Copy out every line of the item below word for word, but leave out the picture.
=== Given data ===
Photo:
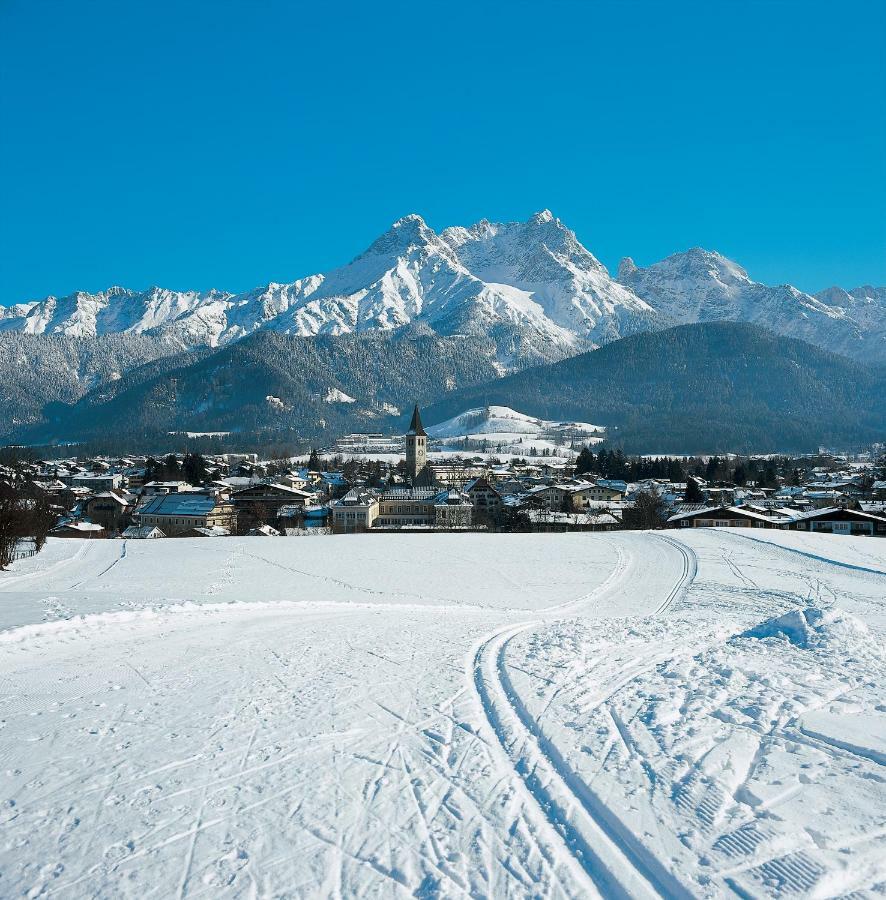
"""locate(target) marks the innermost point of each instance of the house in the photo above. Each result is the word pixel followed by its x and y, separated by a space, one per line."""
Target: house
pixel 112 509
pixel 263 531
pixel 105 481
pixel 176 514
pixel 401 507
pixel 840 521
pixel 356 511
pixel 485 499
pixel 164 487
pixel 261 503
pixel 573 495
pixel 453 509
pixel 725 517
===
● Output for this exercise
Photo:
"""locate(target) marks the innermost point of each instance of the house in the photo above. Each result is the word pixel followed by its x and y, separated by a space, one per line."""
Target: house
pixel 112 509
pixel 263 531
pixel 105 481
pixel 176 514
pixel 401 507
pixel 840 521
pixel 356 511
pixel 485 499
pixel 164 487
pixel 261 503
pixel 573 495
pixel 453 509
pixel 725 517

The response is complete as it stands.